[Box-labeled dataset extracts]
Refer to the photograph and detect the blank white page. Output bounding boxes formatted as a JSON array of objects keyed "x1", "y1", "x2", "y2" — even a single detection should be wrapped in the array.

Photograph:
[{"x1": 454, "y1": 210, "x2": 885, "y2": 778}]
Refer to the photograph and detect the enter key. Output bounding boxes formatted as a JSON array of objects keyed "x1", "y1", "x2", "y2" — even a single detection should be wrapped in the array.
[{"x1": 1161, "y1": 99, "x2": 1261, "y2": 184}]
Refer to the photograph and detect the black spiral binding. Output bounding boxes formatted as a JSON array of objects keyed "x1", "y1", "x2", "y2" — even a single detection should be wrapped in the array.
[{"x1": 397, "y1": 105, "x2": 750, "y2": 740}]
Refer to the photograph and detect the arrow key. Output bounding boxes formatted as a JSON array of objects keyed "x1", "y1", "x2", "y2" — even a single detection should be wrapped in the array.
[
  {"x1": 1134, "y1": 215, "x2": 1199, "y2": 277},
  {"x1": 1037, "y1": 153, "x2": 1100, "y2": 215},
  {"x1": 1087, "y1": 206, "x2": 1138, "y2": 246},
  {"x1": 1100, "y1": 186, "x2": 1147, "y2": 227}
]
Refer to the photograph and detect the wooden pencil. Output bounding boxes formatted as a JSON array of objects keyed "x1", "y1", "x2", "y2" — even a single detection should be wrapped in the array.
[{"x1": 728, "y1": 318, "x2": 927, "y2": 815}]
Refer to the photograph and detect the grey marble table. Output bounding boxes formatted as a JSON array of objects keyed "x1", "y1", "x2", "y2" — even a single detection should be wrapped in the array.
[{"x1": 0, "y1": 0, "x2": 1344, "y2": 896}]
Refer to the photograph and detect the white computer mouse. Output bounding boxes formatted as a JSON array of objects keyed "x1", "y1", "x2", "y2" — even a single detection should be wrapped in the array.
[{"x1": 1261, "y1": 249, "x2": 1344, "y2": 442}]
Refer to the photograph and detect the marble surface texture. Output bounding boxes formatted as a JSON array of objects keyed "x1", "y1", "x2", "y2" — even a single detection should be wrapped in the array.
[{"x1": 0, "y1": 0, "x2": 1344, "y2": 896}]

> [Short problem]: Reproduce all of the material above, switching every "bounding boxes" to "bounding rectangles" and leaving everything else unchanged.

> [Solved exercise]:
Refer to the photograph and detect the blank white page. Output bounding rectangles formatted as a JSON array of objects keyed "x1", "y1", "x2", "y2" — even a single detection should be wrapped in the array.

Photograph:
[{"x1": 454, "y1": 210, "x2": 885, "y2": 778}]
Refer to the photograph and detect the enter key. Output bounding rectangles formatted as a JSON array of objects keyed "x1", "y1", "x2", "y2" — even a single detection should be wrapped in the array.
[{"x1": 1161, "y1": 99, "x2": 1261, "y2": 184}]
Refer to the photograph and detect the black spiral binding. Output bounding rectangles formatted as a JSON array of objects keyed "x1", "y1", "x2", "y2" — even a single detection should be wrapped in the array.
[{"x1": 397, "y1": 105, "x2": 750, "y2": 740}]
Refer to the photograph and detect the arrow key. Output bounding rectangles formatted as a JSON array of objects keyed "x1", "y1", "x2", "y2" — even a single detection should be wrapped in the array.
[
  {"x1": 1134, "y1": 215, "x2": 1199, "y2": 277},
  {"x1": 1037, "y1": 153, "x2": 1100, "y2": 215},
  {"x1": 1087, "y1": 206, "x2": 1138, "y2": 246},
  {"x1": 1100, "y1": 186, "x2": 1147, "y2": 227}
]
Refer to the photograph and detect the wooden pencil. Output bounding rectangles formatted as a JSON array of objects keyed "x1", "y1", "x2", "y2" — even a single detection should be wrapped in the array.
[{"x1": 728, "y1": 318, "x2": 927, "y2": 815}]
Refer to the photograph and detect the grey marble table. Output bounding rectangles formatted as a JSON array of objects keyed "x1", "y1", "x2", "y2" — even a single detection should be wrapped in the array.
[{"x1": 0, "y1": 0, "x2": 1344, "y2": 896}]
Refer to the photograph and detect the white computer mouse. Output bounding rectangles formatted as a JSON array of objects keyed "x1", "y1", "x2", "y2" — even a single detection should be wrapped in the array.
[{"x1": 1261, "y1": 249, "x2": 1344, "y2": 442}]
Refer to the photograph and detect the marble surface texture. Output bounding rectangles formatted as a JSON array of objects keyed "x1", "y1", "x2", "y2" — even a single detection should be wrapped in the array.
[{"x1": 0, "y1": 0, "x2": 1344, "y2": 896}]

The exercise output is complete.